#### TASK INPUTS:
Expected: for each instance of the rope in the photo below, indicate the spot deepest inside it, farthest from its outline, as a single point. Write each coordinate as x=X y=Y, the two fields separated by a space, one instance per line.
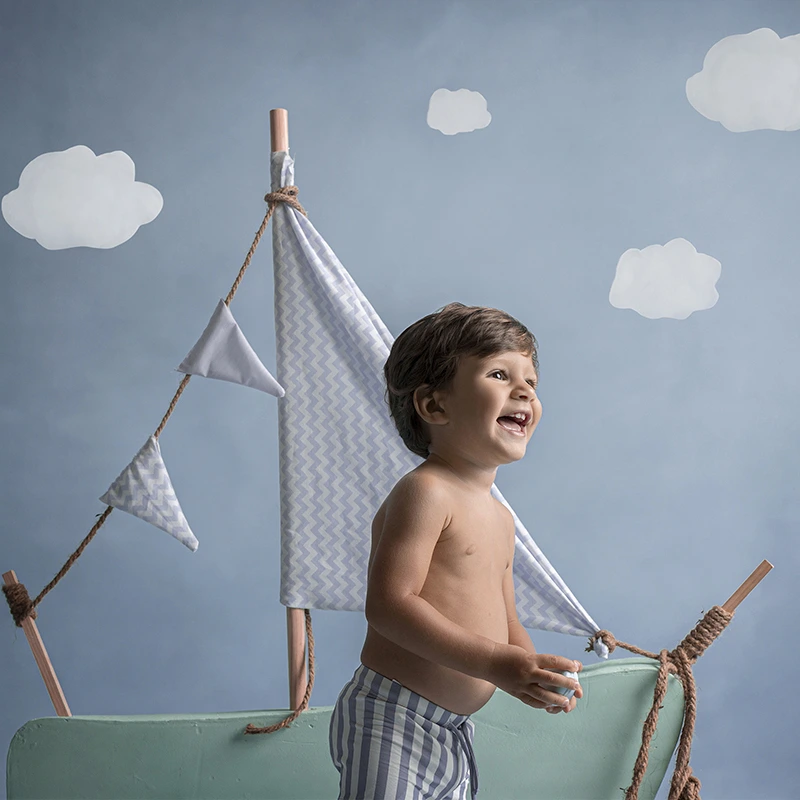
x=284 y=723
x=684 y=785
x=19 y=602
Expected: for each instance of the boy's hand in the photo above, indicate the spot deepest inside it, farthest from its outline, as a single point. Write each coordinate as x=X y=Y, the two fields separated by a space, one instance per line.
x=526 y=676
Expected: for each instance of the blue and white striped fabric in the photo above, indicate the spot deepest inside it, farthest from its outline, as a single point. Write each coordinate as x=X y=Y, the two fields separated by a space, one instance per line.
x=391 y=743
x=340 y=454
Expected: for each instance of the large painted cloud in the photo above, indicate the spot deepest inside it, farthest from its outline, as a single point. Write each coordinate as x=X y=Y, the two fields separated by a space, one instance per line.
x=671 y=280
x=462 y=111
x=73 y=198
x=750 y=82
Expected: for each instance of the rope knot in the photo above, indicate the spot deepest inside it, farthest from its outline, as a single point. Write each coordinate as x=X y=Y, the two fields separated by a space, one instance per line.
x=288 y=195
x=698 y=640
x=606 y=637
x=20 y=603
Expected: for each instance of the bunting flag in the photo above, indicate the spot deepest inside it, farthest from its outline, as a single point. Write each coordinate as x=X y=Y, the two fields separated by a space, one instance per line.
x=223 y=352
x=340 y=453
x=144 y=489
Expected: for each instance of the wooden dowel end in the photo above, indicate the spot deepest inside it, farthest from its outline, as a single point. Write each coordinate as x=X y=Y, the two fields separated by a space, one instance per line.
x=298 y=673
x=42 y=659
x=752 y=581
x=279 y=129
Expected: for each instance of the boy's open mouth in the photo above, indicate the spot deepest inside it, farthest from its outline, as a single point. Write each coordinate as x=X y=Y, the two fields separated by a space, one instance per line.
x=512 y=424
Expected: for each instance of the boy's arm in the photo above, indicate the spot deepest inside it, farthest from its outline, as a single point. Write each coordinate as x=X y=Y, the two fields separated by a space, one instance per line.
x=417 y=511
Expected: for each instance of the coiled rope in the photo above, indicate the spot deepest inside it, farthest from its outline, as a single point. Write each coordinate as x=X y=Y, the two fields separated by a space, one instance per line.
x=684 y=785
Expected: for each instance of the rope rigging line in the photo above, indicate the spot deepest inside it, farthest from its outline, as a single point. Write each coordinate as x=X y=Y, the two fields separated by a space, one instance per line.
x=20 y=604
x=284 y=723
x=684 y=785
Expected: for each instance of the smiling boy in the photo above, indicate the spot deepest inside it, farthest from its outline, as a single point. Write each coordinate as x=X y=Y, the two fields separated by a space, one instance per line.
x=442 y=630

==

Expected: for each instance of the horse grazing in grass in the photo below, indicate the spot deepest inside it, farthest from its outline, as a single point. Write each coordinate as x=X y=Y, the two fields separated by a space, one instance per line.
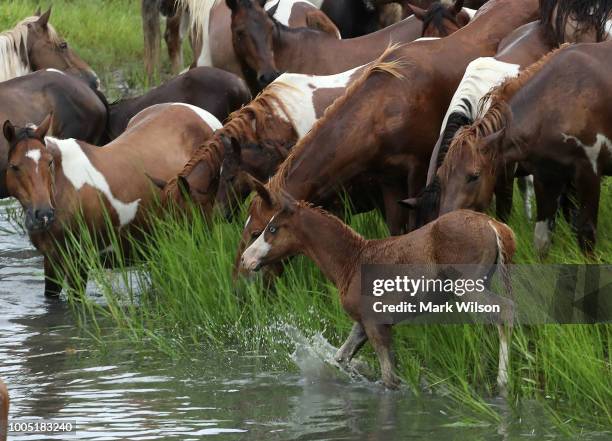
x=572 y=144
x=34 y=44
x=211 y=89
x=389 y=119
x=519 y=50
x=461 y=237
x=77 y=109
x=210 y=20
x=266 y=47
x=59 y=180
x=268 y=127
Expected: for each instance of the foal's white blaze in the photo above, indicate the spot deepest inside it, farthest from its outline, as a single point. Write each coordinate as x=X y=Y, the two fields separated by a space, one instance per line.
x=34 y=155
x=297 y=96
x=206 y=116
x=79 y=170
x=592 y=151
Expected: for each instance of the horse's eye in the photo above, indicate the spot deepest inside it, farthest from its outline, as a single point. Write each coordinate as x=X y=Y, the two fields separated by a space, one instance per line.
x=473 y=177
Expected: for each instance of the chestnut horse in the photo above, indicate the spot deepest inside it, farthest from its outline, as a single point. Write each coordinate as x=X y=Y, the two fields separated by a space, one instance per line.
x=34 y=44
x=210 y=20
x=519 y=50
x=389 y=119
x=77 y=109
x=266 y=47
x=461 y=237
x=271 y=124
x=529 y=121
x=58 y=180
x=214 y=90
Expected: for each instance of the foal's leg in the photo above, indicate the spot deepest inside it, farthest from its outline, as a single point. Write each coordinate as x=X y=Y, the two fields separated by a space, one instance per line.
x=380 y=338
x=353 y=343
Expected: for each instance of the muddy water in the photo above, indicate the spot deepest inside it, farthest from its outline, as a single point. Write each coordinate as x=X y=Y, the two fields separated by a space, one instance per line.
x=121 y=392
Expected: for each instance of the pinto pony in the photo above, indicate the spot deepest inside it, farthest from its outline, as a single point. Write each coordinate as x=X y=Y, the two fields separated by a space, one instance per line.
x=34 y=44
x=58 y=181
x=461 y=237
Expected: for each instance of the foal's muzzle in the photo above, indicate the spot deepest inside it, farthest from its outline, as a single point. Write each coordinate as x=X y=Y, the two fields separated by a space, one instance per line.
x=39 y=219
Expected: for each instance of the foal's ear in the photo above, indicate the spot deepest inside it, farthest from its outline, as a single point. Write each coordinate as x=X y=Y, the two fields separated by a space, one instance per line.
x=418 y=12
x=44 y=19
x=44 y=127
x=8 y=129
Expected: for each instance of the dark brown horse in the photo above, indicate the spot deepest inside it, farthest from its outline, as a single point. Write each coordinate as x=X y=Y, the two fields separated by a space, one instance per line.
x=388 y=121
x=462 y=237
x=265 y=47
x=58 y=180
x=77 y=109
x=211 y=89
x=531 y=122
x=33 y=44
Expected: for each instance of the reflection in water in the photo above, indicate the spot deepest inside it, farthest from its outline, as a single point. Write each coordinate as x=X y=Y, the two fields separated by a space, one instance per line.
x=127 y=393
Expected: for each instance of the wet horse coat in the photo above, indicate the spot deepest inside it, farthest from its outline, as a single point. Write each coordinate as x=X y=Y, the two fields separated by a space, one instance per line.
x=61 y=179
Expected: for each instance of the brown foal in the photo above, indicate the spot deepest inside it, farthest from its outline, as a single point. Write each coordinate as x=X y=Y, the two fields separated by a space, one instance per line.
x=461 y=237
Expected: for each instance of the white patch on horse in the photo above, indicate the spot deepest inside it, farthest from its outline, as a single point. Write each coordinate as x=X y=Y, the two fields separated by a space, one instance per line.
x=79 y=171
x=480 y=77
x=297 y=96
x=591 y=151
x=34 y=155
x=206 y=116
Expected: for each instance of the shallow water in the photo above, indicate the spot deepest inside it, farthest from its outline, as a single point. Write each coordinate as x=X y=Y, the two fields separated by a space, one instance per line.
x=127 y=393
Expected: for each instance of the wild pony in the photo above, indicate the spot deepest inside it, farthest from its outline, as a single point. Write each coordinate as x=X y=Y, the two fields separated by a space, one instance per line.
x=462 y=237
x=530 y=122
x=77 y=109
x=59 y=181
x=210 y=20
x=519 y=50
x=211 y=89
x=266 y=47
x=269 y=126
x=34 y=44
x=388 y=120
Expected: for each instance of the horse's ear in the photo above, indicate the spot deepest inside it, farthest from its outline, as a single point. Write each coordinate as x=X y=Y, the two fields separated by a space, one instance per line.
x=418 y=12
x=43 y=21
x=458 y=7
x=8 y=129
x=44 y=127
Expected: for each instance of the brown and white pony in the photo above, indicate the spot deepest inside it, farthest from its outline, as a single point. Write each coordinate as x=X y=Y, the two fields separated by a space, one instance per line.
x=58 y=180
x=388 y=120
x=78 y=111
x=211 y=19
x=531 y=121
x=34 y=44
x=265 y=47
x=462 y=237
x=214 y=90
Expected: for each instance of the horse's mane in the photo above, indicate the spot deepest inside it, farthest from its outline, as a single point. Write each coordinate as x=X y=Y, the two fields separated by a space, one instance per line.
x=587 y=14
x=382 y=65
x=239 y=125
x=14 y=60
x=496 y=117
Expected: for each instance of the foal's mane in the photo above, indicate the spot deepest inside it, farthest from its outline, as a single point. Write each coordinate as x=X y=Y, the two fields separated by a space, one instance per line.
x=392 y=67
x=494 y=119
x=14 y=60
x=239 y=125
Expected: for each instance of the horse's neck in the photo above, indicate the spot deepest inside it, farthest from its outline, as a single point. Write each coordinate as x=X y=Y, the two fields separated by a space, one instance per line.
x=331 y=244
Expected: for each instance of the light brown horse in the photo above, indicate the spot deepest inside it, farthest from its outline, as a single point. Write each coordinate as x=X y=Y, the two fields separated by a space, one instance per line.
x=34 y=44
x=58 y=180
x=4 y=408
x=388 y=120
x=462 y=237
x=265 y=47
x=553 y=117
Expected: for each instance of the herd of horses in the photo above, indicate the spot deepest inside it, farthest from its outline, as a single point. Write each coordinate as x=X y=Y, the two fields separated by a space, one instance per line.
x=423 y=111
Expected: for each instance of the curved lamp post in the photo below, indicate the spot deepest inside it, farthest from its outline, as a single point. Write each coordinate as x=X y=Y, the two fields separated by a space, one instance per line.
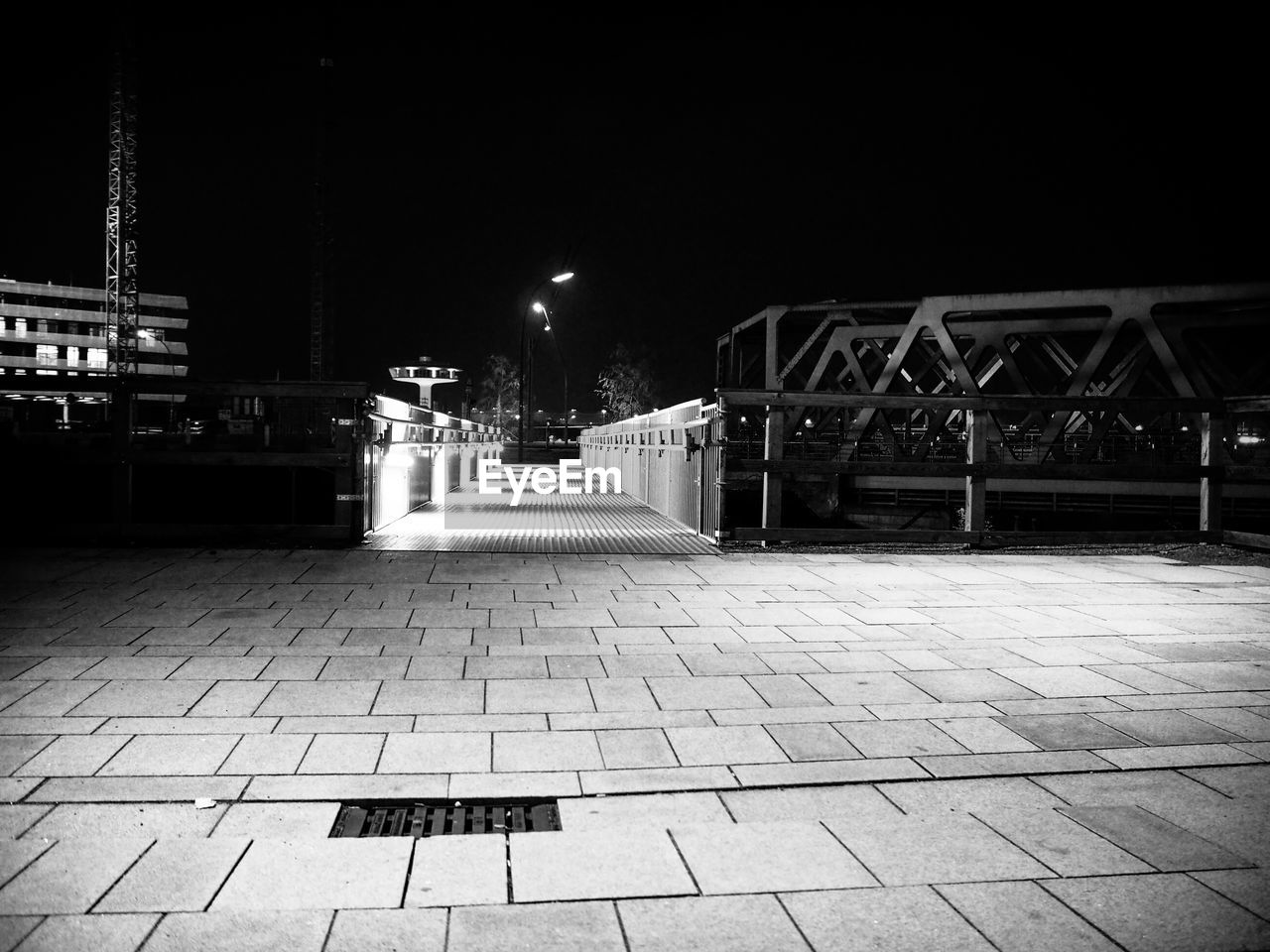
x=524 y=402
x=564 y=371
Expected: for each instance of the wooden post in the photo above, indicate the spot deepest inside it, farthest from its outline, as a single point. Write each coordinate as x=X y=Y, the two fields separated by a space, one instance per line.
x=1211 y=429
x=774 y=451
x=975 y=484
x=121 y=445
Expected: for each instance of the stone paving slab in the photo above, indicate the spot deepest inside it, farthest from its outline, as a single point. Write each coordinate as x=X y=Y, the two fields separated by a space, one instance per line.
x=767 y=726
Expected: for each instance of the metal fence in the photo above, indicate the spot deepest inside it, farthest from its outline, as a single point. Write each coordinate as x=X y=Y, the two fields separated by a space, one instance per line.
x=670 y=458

#### TASK STATEMENT:
Set down, with no changes, the lines from the one containing "Expected: for each instance of the metal" through the one containing "x=670 y=458", including both of those lines.

#### TASK ANSWER:
Expected: for each instance of the metal fence in the photo above, indicate the spot deepest inside it, farthest from its outline, as a single point. Write each coordinate as x=X y=Y, the two fields separated by a space, one instance per line.
x=670 y=458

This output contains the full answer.